• RECORDS FOR PROCESSING
* * *
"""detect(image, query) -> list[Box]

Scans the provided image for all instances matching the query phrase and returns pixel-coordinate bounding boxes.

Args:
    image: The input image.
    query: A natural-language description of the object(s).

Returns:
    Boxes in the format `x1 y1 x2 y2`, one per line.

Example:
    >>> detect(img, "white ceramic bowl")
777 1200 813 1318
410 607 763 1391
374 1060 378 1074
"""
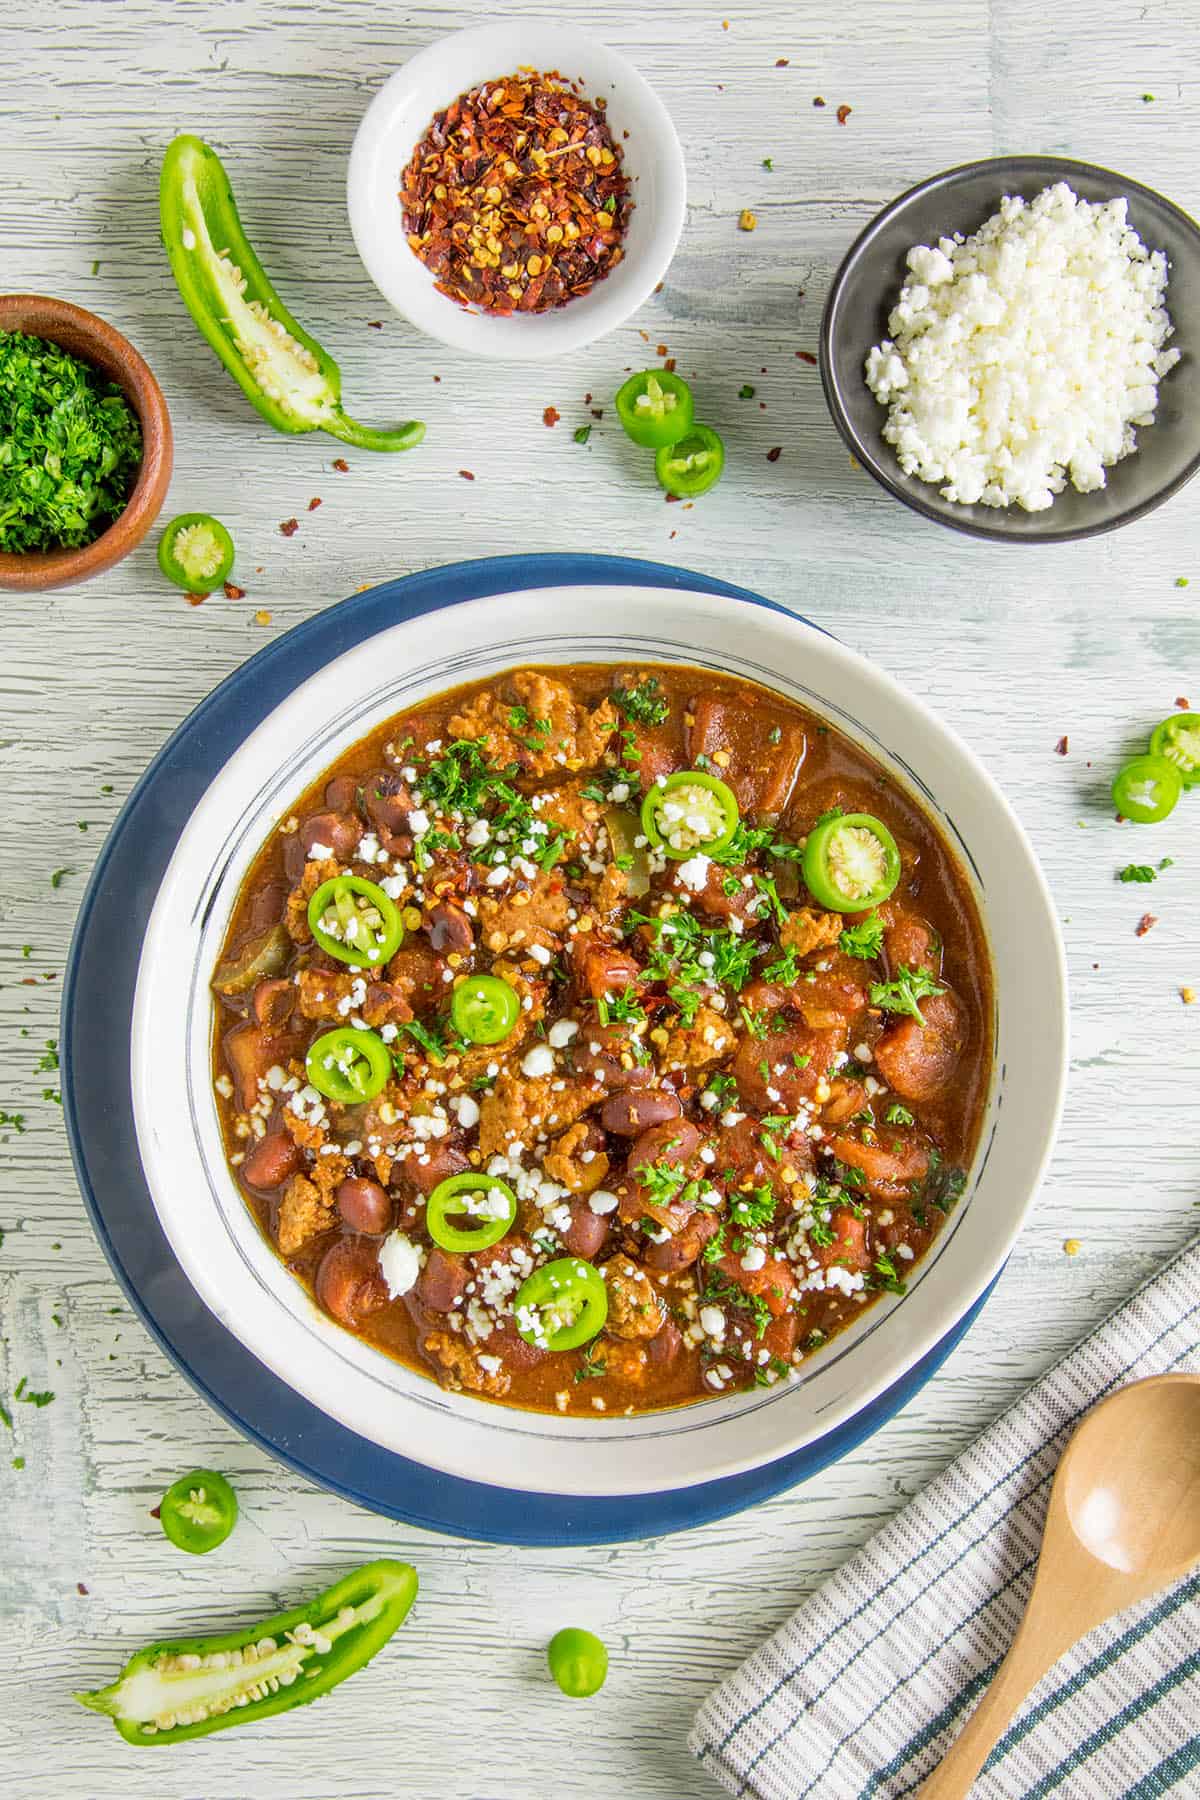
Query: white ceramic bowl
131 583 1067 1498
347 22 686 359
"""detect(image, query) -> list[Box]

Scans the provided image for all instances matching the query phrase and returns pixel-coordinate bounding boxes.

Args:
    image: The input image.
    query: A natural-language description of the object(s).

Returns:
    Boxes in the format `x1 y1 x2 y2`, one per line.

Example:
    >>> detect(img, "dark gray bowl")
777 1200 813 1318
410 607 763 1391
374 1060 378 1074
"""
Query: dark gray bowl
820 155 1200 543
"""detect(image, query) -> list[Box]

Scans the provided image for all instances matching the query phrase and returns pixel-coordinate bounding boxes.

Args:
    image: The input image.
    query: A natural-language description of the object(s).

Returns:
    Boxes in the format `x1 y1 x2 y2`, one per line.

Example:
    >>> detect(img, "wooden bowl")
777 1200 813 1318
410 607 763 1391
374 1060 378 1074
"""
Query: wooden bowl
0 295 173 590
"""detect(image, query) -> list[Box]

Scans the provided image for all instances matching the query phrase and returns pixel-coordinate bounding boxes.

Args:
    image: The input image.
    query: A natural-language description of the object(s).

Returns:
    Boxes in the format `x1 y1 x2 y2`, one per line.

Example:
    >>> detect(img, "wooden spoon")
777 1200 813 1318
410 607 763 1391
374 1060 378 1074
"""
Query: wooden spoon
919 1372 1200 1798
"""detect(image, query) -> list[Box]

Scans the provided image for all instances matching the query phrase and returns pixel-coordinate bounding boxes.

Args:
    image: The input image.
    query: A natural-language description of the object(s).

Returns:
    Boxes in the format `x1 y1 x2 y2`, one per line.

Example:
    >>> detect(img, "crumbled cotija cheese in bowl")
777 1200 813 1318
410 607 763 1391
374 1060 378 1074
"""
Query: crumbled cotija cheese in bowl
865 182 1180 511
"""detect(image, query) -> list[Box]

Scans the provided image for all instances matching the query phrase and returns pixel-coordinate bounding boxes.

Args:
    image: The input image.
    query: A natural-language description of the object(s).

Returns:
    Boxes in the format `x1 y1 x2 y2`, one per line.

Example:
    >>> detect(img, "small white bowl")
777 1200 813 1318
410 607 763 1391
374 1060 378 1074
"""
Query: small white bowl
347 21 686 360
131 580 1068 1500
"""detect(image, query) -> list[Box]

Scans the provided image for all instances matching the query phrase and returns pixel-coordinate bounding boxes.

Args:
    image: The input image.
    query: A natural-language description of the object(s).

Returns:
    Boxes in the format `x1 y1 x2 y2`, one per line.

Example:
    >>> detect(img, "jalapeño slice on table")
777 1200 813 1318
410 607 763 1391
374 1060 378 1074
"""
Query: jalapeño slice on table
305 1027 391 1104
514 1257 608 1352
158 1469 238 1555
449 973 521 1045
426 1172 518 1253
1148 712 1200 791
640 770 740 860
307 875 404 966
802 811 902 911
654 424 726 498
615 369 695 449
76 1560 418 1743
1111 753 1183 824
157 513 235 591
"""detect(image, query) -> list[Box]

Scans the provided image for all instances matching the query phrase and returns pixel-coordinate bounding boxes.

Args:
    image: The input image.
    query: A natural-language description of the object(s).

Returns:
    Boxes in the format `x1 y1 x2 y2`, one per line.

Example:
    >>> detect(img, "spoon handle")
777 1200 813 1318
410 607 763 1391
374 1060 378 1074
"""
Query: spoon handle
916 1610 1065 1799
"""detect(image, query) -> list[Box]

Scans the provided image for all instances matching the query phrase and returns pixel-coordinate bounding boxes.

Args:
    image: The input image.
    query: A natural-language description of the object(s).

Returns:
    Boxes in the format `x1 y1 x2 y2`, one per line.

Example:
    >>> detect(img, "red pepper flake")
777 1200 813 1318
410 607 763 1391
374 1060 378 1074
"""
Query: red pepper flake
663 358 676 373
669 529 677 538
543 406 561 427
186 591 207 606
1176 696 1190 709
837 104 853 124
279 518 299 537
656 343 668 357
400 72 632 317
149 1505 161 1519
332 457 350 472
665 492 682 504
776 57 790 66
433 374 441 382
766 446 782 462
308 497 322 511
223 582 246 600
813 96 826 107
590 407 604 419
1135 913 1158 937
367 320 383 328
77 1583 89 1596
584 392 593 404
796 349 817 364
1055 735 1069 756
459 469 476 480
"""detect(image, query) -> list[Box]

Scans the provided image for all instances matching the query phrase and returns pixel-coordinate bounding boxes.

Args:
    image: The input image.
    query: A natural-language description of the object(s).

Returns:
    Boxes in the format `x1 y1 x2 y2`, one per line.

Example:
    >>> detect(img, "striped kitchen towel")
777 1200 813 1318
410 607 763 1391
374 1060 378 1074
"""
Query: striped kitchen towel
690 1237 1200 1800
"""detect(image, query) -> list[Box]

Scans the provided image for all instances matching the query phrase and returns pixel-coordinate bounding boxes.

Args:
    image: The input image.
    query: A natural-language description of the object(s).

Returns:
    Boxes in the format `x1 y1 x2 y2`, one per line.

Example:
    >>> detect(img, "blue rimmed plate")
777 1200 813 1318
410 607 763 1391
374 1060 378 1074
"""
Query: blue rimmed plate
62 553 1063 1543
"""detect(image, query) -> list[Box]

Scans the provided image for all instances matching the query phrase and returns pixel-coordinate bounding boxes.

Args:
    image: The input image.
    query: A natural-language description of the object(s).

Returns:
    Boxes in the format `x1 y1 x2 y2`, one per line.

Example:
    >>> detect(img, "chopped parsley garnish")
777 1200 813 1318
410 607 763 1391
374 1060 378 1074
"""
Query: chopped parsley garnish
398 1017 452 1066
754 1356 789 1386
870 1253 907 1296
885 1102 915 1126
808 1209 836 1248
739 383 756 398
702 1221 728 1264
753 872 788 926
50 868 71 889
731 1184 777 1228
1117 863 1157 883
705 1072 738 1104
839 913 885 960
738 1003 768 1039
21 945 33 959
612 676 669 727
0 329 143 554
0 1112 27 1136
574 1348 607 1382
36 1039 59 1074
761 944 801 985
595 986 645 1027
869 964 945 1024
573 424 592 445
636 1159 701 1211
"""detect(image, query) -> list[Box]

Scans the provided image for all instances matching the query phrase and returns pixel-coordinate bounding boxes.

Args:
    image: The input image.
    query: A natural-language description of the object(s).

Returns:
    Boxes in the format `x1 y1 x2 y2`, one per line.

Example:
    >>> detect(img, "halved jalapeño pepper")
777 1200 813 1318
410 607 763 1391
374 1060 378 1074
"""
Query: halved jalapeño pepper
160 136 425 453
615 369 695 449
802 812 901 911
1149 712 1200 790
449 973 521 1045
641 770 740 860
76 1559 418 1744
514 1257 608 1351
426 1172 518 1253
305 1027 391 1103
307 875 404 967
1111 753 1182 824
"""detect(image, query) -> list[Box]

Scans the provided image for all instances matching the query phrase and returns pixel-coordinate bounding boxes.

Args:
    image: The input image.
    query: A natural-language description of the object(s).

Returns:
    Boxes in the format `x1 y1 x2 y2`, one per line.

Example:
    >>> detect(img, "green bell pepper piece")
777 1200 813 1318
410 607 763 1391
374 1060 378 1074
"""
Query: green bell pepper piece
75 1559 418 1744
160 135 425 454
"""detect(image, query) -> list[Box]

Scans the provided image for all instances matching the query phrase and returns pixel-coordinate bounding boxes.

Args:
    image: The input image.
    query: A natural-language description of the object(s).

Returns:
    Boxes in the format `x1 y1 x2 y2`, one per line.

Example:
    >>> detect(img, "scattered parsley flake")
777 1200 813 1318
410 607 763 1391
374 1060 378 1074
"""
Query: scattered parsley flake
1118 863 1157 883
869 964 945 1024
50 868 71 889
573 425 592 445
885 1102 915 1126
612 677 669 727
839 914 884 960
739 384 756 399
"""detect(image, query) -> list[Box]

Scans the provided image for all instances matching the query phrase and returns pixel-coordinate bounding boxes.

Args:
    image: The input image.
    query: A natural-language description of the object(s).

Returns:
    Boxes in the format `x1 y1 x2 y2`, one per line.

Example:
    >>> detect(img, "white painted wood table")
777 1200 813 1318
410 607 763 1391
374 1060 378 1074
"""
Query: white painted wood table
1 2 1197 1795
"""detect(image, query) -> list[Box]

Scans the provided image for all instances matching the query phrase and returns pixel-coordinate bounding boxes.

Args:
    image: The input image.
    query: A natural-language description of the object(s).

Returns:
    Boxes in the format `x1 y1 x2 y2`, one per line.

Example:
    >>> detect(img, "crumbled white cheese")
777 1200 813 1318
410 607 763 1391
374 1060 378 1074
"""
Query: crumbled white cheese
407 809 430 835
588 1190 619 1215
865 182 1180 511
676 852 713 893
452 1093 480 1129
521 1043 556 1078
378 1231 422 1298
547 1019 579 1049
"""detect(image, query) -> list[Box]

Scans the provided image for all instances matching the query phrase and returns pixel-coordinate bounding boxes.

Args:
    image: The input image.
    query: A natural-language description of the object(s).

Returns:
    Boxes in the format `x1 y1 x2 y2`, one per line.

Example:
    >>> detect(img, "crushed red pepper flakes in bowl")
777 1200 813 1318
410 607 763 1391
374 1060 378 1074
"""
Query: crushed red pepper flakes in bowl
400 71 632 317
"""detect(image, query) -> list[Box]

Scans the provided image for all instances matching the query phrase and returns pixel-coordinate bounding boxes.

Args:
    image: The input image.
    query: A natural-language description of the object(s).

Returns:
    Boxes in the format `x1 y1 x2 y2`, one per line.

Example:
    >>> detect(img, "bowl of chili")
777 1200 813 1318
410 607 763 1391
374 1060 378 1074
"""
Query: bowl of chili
* * *
• EXERCISE DIRECTIONS
Whenever a line in the material above holds the string "chili", copy that line in full.

• RESULT OF THIS TASK
    >>> detect(img, "bowl of chili")
Query: bowl of chili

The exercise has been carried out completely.